[start of RECORD LIST]
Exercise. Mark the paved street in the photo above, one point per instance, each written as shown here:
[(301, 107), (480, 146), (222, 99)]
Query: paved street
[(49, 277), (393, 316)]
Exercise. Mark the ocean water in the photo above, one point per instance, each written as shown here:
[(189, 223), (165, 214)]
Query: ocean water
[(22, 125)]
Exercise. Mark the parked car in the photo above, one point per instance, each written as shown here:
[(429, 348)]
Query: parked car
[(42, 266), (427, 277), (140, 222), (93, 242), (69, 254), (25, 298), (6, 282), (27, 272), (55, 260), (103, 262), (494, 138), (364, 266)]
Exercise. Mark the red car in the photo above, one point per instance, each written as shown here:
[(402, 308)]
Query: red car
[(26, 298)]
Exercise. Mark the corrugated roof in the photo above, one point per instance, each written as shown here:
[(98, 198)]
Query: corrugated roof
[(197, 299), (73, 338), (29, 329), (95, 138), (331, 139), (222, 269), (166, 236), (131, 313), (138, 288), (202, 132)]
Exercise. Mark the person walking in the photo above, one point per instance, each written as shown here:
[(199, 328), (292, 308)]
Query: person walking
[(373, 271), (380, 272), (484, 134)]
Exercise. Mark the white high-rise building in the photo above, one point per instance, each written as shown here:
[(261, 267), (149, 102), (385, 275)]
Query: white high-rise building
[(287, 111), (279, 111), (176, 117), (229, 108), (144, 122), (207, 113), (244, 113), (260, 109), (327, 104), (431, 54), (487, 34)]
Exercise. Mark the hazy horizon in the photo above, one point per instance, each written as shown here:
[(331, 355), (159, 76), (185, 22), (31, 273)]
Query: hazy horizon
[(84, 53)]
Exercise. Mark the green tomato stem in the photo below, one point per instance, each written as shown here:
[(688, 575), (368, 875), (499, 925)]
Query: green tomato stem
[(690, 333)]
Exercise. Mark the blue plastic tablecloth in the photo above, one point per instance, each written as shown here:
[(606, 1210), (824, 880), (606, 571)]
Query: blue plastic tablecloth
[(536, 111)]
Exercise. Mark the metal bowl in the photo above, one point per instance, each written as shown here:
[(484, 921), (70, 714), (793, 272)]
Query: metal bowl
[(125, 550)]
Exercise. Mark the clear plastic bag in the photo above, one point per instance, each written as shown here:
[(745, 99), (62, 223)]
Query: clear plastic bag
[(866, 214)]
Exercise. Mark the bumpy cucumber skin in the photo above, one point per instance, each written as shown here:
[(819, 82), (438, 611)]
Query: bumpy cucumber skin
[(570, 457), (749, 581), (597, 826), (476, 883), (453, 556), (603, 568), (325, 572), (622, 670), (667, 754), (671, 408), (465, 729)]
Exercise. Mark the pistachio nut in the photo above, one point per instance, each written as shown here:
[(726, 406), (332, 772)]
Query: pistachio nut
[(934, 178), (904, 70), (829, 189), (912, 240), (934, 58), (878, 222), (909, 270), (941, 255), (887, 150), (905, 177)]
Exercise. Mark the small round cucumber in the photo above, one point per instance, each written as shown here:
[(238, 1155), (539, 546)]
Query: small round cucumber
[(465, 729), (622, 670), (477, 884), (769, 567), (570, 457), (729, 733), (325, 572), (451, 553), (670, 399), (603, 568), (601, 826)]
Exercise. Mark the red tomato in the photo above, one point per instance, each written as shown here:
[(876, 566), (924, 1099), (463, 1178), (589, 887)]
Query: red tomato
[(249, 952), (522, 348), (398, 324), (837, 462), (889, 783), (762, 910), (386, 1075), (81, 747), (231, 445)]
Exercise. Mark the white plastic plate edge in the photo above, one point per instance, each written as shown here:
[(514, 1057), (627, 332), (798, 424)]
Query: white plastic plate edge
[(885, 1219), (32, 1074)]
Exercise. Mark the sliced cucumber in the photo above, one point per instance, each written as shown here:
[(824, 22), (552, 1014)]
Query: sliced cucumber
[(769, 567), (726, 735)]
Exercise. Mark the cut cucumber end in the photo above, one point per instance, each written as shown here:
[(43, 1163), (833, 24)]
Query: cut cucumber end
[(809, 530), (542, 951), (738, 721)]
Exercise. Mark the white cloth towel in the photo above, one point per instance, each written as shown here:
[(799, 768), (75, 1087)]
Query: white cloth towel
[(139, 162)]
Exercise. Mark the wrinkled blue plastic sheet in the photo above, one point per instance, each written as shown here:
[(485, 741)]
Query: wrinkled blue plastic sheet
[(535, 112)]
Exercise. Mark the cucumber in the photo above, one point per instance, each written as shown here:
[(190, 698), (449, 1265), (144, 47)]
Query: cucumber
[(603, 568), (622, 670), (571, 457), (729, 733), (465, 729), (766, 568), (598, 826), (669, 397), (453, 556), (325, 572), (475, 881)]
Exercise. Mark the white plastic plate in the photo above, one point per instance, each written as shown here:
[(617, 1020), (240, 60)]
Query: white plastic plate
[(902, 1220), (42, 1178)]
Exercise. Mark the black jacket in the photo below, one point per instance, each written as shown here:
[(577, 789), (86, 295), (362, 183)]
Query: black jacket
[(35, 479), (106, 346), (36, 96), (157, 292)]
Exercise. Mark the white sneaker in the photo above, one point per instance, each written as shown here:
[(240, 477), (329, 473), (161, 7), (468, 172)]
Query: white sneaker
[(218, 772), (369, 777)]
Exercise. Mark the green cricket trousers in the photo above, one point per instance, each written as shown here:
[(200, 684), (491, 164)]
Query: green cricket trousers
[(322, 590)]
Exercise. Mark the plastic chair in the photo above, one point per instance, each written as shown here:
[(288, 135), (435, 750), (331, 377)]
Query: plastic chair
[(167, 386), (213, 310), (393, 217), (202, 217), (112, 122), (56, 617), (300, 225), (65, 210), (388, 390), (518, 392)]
[end of RECORD LIST]
Copy out every one of the records above word for word, changing nothing.

#### OUTPUT OF THE TASK:
Exercise. Mark the paved street in the photo above, one point per instance, each written as shown here:
[(301, 107), (480, 146), (222, 99)]
Query: paved street
[(49, 277), (393, 316)]
Exercise. Mark the ocean water in the photo above, one point per instance, each written as shown here:
[(189, 223), (165, 214)]
Query: ocean water
[(22, 125)]
Exercise. Mark the parked car in the photo above, one point per instance, each written as shown here:
[(429, 348)]
Query: parked car
[(42, 266), (427, 277), (140, 222), (93, 242), (69, 254), (25, 298), (6, 282), (27, 272), (55, 260), (103, 262), (494, 138), (364, 266)]
Exercise. Mark the red car in the photo above, one point per instance, each written as shown here:
[(402, 308)]
Query: red car
[(26, 298)]
Exercise. Mark the corrugated roof in the photo above, one point per instance, each written as shown here:
[(98, 198)]
Query: corrugated roof
[(197, 299), (73, 338), (29, 329), (95, 138), (331, 139), (222, 269), (166, 236), (131, 313), (138, 288), (202, 132)]
Exercise. Mark the person walking in the photo above, one point per instance, each written as shown here:
[(199, 328), (292, 308)]
Query: person walking
[(373, 271), (380, 272), (484, 134)]
Exercise. Mark the white high-rise building in the photo above, one point per instance, each written as shown here:
[(261, 267), (149, 102), (385, 275)]
Query: white high-rise building
[(287, 111), (279, 111), (176, 117), (229, 108), (144, 122), (207, 113), (244, 113), (260, 109), (327, 104), (431, 54), (487, 34)]
Exercise. Mark the hazy horizon in the photo above, one point per instance, each written as shown here:
[(331, 355), (159, 76), (185, 22), (31, 273)]
Query: hazy horizon
[(84, 53)]
Exercise. Mark the green tomato stem in the photo below, one point per instance, each written as shown here:
[(688, 575), (368, 875), (499, 925)]
Query: green tomato stem
[(690, 333)]
Exercise. Mark the blue plastic tablecloth in the photo above, one point per instance, each written as shown here:
[(606, 1210), (824, 880), (606, 571)]
Query: blue plastic tablecloth
[(536, 111)]
Exercise. Mark the metal bowl in the photo above, one point per instance, each written as shown here:
[(484, 921), (70, 714), (793, 272)]
Query: metal bowl
[(125, 550)]
Exercise. Mark the clear plastic bag in the photo above, one point per instance, each written as shown here:
[(745, 99), (62, 223)]
Query: clear plastic bag
[(866, 214)]
Exercise. Mark the bumpy cucumber skin in the photo above, one point per instance, each written as shown here:
[(819, 82), (438, 611)]
Query: bumpy cucumber skin
[(570, 457), (749, 581), (597, 826), (476, 883), (453, 556), (603, 568), (325, 572), (622, 670), (667, 754), (671, 408), (465, 729)]
Exercise. Mark the pistachio nut in the photo above, one point per instance, each written as shown here:
[(726, 406), (332, 772)]
Query: pistachio nut
[(934, 178), (904, 70), (829, 189), (912, 240), (934, 58), (878, 222), (909, 270), (941, 255), (887, 150), (905, 177)]
Exercise. Mark the small round cucumber in the photo above, one point per instance, each written as shown here:
[(238, 1155), (539, 546)]
Query: small round cucumber
[(465, 729), (622, 670), (477, 884), (769, 567), (570, 457), (729, 733), (325, 572), (451, 553), (670, 399), (603, 568), (601, 826)]
Exercise. Mark the red tomato in the photo above, one point per instance, each written as shown here:
[(876, 566), (924, 1099), (463, 1178), (589, 887)]
Query: red tomato
[(249, 952), (522, 348), (398, 324), (837, 462), (889, 783), (762, 910), (386, 1075), (81, 747), (231, 445)]
Exercise. Mark the white plastic plate edge in the photo above, one point per instance, each written as shown here:
[(514, 1057), (627, 332), (798, 424)]
Query: white plastic plate edge
[(885, 1219), (32, 1074)]
Exercise. Mark the sliced cucumber in the photo above, one point per instance, each written as shown here:
[(824, 22), (552, 1014)]
Query: sliced cucumber
[(769, 567), (726, 735)]
Exercise. Mark the cut cucumber end in the photo above, one point per instance, each written as shown here:
[(43, 1163), (833, 24)]
Query: cut cucumber end
[(809, 530), (542, 951), (738, 721)]
Exercise. Mark the white cloth towel in the photo above, one point per instance, each written as shown here:
[(799, 768), (75, 1087)]
Query: white cloth towel
[(139, 162)]
Exercise. Mark the wrinkled blue plastic sheet in the photo above, one point per instance, each written as shown here:
[(485, 741)]
Query: wrinkled blue plastic sheet
[(535, 112)]
Exercise. Mark the cucumber in the photo above, one point per instance, each written as shown here:
[(190, 698), (449, 1265), (144, 47)]
Query: cucumber
[(603, 568), (622, 670), (571, 457), (729, 733), (465, 729), (766, 568), (598, 826), (669, 397), (453, 556), (325, 572), (475, 881)]
Exercise. Mark the white plastic plate in the photo above, one point per instance, each written as shown here:
[(617, 1020), (240, 60)]
Query: white plastic plate
[(902, 1220), (42, 1178)]
Exercise. Mark the black jacket in the photo below, one point per instance, each written as shown here:
[(577, 789), (86, 295), (362, 183)]
Query: black jacket
[(35, 479), (106, 346), (36, 96), (157, 292)]
Exercise. Mark the white sneaker in the photo above, one point per instance, each written as shown here:
[(240, 477), (329, 473), (161, 7), (468, 172)]
Query: white sneaker
[(218, 772), (369, 777)]
Exercise. Mark the green cricket trousers in the photo above, one point per instance, each written as shown here:
[(200, 684), (491, 164)]
Query: green cricket trousers
[(322, 590)]
Exercise. Mark the plastic chair in the photo above, one point per instance, each written as shown here:
[(288, 135), (435, 750), (331, 377)]
Query: plastic chair
[(167, 386), (213, 310), (393, 217), (202, 217), (112, 122), (56, 617), (300, 225), (65, 210), (388, 390), (518, 392)]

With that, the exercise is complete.